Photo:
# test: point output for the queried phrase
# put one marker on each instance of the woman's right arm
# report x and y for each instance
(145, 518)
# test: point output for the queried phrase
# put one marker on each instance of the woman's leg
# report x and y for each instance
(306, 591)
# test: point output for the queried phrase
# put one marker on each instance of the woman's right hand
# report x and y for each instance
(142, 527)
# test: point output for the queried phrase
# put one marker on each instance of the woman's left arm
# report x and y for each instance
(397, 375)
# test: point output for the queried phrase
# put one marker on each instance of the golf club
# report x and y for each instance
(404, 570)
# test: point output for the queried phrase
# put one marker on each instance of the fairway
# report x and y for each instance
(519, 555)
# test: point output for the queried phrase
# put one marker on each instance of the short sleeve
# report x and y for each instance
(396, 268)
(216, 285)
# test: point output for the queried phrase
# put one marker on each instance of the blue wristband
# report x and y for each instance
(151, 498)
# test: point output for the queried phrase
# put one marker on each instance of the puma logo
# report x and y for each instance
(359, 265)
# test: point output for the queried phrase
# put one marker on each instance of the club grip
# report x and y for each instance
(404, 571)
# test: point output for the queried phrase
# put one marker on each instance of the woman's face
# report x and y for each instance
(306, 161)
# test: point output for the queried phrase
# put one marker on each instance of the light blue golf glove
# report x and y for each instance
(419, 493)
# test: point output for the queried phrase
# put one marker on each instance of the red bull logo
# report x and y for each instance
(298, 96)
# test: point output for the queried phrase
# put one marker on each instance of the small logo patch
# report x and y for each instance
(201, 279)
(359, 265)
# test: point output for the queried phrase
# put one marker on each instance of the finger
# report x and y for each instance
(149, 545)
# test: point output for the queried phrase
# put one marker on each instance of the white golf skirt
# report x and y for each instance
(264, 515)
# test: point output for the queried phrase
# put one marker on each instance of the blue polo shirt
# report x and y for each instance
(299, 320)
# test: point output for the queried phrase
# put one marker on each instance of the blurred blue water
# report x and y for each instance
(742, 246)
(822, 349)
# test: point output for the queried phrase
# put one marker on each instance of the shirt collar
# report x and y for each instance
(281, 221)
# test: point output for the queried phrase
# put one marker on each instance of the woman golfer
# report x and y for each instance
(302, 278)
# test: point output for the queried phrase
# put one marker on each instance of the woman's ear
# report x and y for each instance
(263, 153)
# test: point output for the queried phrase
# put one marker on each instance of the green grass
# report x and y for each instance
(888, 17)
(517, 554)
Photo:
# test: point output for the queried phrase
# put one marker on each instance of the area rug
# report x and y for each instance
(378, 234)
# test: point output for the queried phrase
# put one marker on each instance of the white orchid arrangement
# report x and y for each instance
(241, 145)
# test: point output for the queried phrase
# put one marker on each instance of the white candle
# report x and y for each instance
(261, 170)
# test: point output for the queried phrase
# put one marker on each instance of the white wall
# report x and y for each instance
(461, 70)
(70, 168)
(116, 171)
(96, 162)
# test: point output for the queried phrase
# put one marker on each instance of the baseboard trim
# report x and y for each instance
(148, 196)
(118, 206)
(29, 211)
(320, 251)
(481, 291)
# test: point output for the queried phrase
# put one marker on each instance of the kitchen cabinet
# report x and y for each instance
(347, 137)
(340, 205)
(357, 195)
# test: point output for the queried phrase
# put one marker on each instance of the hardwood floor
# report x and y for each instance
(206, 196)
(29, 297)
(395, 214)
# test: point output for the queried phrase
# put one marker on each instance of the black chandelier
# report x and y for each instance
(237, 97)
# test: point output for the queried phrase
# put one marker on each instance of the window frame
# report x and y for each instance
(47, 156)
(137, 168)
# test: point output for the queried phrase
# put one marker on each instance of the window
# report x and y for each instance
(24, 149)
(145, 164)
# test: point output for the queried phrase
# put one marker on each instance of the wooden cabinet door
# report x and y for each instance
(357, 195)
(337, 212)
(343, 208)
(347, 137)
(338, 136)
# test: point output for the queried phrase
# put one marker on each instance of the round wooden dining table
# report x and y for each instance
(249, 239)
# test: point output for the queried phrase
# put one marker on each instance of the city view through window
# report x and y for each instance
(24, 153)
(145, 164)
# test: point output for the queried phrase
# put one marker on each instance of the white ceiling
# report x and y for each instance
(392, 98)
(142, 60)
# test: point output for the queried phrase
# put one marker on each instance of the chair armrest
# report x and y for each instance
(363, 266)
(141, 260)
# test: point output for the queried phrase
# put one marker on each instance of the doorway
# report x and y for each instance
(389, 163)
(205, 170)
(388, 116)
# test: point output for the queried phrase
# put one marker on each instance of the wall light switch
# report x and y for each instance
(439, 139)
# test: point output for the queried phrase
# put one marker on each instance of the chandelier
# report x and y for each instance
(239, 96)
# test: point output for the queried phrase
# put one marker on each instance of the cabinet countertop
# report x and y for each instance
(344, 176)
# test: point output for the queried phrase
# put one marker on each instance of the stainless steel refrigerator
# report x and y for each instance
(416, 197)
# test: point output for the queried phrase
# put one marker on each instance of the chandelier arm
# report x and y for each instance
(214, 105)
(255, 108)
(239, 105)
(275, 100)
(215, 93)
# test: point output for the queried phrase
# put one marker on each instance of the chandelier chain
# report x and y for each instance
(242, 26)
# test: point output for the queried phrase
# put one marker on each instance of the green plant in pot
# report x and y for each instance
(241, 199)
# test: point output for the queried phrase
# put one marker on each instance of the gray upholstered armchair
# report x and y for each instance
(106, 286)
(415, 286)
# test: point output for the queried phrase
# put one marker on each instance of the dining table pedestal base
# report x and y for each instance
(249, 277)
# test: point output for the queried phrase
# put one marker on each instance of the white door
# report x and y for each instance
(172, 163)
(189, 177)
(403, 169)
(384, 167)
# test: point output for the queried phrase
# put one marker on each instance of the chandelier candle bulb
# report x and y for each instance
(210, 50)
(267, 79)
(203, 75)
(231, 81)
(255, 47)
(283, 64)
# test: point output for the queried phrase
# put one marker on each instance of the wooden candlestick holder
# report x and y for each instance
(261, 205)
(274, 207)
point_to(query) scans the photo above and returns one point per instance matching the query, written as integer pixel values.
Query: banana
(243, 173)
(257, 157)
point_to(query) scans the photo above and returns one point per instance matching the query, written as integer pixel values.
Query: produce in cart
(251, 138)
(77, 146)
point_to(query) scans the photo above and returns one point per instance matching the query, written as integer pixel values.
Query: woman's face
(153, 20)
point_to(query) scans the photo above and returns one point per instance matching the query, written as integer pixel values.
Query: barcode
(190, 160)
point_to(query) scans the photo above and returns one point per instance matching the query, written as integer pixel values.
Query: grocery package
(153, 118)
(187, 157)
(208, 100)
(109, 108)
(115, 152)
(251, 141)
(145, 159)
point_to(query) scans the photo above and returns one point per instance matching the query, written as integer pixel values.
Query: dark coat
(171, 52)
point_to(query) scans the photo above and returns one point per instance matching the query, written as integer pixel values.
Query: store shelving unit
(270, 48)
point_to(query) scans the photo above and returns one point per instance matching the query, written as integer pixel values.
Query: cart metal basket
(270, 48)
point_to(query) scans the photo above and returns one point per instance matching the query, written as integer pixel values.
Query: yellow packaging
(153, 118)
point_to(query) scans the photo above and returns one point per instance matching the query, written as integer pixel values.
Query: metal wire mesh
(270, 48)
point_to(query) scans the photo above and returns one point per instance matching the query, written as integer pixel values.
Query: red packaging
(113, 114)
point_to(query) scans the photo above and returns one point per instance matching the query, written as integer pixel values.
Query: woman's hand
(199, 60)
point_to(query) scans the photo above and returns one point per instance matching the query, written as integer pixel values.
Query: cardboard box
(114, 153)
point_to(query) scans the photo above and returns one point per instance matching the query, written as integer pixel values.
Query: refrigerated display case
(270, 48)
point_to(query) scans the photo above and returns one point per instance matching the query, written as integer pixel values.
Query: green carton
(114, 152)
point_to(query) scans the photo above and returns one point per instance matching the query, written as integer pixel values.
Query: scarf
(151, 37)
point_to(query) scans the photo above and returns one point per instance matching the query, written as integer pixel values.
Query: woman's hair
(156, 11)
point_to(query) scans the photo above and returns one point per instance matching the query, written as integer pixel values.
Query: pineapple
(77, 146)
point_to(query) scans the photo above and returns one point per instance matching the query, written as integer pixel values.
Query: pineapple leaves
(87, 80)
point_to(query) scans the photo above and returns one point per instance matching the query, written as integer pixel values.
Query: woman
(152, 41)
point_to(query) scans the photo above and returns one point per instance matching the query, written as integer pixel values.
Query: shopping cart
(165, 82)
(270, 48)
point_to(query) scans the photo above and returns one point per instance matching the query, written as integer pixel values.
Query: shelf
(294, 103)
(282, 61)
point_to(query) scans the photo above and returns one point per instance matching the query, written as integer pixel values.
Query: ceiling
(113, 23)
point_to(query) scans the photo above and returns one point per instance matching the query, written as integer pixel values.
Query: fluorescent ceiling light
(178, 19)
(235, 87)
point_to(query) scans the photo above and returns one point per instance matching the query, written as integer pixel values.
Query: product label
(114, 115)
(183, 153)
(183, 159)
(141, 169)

YOUR GOAL:
All that is needed is the exact run of lines above from the line containing "# put one marker on each instance of the woman's left" through the line containing "# put one marker on each instance of the woman's face", both of them included.

PROBLEM SOLUTION:
# put one marker on each instance of the woman's left arm
# report x and y for each instance
(397, 375)
# test: point output for the queried phrase
# put one marker on each instance of the golf club
# report x and y for each instance
(404, 570)
# test: point output for the queried phrase
# put one marker on each instance of the fairway
# report x and y for each instance
(519, 555)
# test: point output for the queried phrase
# put one marker on each instance of the short sleeve
# report x and y for each instance
(396, 268)
(216, 285)
# test: point output for the queried phrase
# put one marker on each instance of the blue wristband
# report x and y for each instance
(151, 498)
# test: point output for the queried phrase
# put one marker on each instance of the puma logo
# report x and y for each instance
(359, 265)
# test: point output for the queried phrase
# put one marker on each instance of the club grip
# report x and y for each instance
(404, 571)
# test: point output for the queried phrase
# put one marker on each instance of the woman's face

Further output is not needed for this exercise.